TASK DIRECTIONS
Convert everything in the material below, from the line containing "GET /v1/locate?query=person in white jacket" down to the line containing "[315,219,372,300]", both included, into a JSON list of strings with one string per line. Omit blank lines.

DATASET EXCERPTS
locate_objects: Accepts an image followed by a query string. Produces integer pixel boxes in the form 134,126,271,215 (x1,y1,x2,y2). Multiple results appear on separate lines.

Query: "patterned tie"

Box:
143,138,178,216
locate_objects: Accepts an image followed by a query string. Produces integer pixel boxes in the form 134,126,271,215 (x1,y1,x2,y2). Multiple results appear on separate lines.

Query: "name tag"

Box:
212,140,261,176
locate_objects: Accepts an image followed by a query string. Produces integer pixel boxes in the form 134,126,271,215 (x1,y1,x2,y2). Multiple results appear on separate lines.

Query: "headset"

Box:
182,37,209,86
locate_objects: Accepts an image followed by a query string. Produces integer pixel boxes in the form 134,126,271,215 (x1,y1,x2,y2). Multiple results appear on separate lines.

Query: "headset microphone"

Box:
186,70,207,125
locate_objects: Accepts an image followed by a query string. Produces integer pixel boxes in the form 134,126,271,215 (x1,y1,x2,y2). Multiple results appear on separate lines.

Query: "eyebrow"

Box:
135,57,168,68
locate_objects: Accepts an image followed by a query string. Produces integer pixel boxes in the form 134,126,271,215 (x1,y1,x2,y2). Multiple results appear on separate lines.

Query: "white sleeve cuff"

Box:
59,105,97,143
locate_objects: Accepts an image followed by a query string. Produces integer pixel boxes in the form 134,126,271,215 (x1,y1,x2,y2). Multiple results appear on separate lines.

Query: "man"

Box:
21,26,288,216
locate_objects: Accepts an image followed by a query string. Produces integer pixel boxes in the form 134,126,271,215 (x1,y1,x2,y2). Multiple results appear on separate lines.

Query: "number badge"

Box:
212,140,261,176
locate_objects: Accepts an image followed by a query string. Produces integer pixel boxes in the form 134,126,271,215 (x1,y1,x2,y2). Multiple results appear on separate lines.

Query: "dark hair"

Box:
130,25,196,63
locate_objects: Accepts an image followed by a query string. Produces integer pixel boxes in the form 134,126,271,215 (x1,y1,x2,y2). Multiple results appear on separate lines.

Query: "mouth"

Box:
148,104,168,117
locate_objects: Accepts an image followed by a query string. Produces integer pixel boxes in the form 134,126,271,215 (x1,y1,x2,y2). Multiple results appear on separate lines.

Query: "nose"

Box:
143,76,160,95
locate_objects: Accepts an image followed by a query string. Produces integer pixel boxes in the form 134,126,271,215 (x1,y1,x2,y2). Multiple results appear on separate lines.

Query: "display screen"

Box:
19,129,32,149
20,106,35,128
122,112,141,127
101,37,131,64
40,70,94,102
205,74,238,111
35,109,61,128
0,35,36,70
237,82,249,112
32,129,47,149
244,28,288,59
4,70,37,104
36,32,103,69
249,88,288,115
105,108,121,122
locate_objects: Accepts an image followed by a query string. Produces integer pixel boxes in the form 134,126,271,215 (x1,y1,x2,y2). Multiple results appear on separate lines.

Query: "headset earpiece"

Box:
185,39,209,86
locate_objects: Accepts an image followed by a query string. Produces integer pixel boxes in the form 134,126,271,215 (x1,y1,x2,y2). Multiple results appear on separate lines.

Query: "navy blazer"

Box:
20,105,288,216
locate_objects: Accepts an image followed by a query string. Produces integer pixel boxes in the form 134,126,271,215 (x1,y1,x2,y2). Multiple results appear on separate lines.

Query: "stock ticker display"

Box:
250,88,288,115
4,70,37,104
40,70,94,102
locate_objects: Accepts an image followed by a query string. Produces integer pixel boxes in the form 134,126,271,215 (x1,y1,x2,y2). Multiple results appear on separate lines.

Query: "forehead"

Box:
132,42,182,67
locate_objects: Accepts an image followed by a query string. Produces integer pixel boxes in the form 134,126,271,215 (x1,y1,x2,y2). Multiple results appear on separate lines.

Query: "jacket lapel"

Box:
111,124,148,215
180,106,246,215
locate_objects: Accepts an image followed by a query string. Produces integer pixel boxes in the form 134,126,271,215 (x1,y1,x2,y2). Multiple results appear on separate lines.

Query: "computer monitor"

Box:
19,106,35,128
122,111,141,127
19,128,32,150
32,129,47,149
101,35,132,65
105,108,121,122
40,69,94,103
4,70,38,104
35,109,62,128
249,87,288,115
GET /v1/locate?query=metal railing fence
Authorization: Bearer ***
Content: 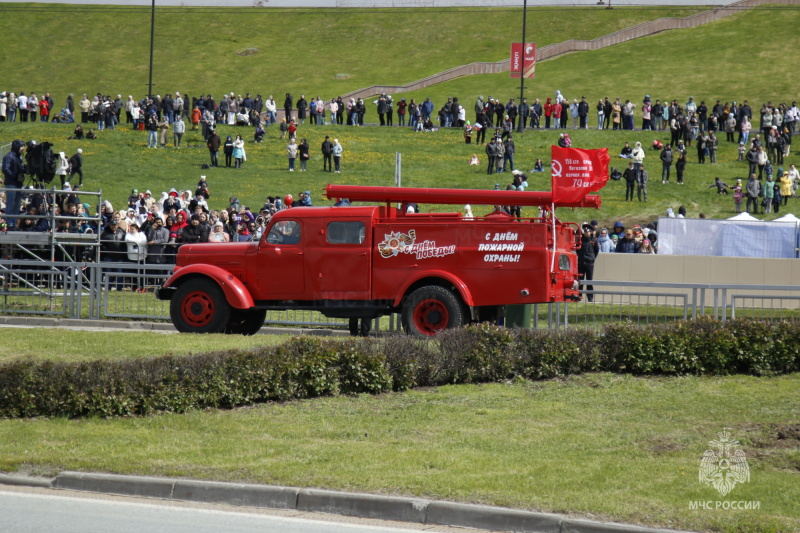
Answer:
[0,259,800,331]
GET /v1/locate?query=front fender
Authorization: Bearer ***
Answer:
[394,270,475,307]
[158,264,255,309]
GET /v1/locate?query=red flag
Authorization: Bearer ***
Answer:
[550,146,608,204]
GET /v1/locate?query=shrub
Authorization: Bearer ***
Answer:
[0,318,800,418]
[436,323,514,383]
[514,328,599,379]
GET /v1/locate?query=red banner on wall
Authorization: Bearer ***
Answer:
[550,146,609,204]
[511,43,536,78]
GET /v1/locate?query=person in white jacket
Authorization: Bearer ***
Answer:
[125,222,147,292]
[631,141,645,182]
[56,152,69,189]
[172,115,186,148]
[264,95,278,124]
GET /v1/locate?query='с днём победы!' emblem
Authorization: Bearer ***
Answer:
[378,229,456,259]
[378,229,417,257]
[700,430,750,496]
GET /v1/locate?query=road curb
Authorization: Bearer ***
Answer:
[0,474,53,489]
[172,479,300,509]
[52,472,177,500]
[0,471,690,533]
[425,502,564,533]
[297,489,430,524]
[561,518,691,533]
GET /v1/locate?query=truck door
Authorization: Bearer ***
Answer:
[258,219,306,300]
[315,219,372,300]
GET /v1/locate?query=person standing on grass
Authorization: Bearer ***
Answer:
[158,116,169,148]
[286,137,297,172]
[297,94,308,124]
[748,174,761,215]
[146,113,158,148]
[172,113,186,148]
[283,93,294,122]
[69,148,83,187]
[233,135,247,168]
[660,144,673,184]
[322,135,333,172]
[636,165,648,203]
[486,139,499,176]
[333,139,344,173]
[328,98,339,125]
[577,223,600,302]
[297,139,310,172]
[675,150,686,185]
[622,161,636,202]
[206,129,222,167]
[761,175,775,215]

---

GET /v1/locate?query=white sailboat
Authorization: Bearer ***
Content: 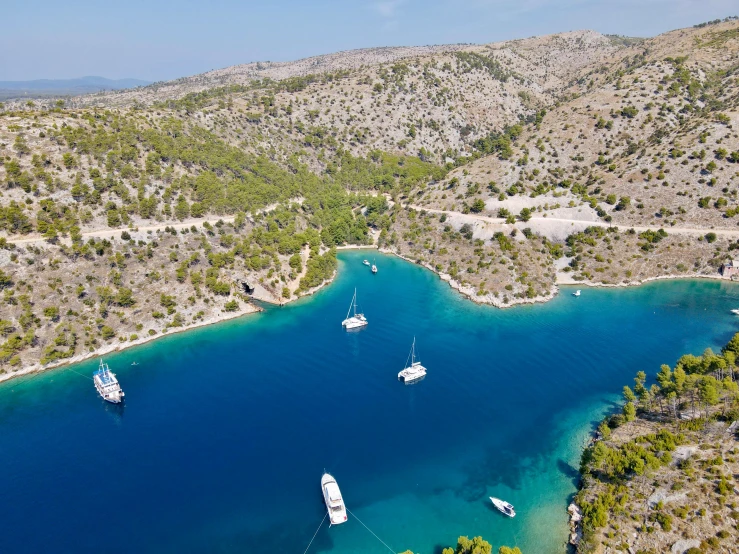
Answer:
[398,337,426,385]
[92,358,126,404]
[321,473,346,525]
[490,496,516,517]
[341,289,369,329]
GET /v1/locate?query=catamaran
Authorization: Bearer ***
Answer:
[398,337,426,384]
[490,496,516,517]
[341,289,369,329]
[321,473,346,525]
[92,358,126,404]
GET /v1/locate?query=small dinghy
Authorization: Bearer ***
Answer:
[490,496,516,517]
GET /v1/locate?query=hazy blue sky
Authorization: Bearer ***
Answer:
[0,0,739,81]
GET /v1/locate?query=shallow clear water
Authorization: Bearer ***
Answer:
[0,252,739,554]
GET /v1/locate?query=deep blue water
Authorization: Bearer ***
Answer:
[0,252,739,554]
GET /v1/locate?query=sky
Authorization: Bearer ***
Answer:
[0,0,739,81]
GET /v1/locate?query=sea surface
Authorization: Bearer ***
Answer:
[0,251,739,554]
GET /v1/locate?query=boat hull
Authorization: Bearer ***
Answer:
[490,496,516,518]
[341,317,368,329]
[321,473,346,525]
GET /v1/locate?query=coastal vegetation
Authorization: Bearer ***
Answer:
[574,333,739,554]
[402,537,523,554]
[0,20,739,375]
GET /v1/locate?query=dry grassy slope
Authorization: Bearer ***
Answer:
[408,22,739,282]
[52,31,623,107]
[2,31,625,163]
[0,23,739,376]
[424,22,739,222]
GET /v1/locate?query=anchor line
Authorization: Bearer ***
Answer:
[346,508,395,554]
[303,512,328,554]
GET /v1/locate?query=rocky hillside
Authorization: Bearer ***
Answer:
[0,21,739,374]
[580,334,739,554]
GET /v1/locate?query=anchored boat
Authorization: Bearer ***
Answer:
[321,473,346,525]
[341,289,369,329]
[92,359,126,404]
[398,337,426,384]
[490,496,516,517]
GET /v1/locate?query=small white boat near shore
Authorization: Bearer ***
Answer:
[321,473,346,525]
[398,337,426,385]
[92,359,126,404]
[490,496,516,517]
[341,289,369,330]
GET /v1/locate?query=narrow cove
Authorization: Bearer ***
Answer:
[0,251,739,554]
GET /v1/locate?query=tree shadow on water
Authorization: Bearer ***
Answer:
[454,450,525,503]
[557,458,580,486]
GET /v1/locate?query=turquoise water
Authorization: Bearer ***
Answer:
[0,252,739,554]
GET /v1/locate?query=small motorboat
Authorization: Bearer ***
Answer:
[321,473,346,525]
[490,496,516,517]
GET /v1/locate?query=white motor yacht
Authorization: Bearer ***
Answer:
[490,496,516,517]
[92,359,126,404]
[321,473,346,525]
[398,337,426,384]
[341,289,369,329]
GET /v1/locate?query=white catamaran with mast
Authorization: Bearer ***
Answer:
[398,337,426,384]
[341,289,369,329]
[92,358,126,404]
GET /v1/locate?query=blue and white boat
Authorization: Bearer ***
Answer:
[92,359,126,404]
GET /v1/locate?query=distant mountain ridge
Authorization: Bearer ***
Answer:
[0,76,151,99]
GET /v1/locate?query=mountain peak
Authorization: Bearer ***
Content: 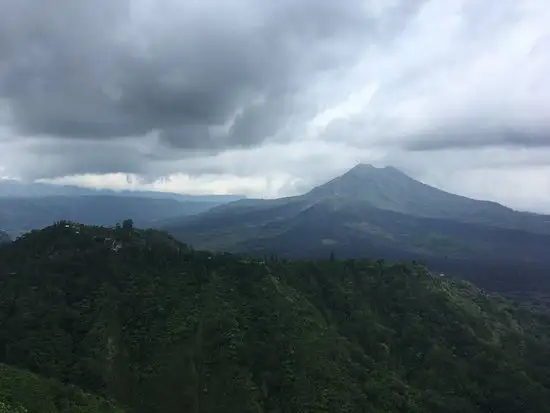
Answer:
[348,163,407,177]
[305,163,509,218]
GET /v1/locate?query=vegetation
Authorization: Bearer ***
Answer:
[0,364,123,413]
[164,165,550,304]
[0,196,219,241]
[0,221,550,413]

OUTPUT OF THE TASK
[
  "GET /v1/locate?query=person in white jacket",
  "Authorization: Bearer ***",
  "Answer:",
  "[125,222,147,292]",
  "[631,141,645,182]",
  "[56,152,69,189]",
  "[172,115,186,148]",
  "[264,95,278,124]",
  "GET /v1/locate?query='с днём победы!' emblem",
  "Authorization: Bearer ***",
  "Answer:",
  "[378,229,456,259]",
  "[378,229,417,257]",
  "[700,430,750,496]",
  "GET /v1/locate?query=road curb",
  "Authorization: Bearer ***",
  "Answer:",
  "[0,474,53,489]",
  "[172,479,300,509]",
  "[52,472,177,500]",
  "[0,471,690,533]",
  "[425,502,564,533]",
  "[297,489,430,524]",
  "[561,518,691,533]",
  "GET /v1/locate?query=truck door",
  "Authorization: Bearer ***",
  "Answer:",
  "[258,219,306,300]",
  "[315,219,372,300]"
]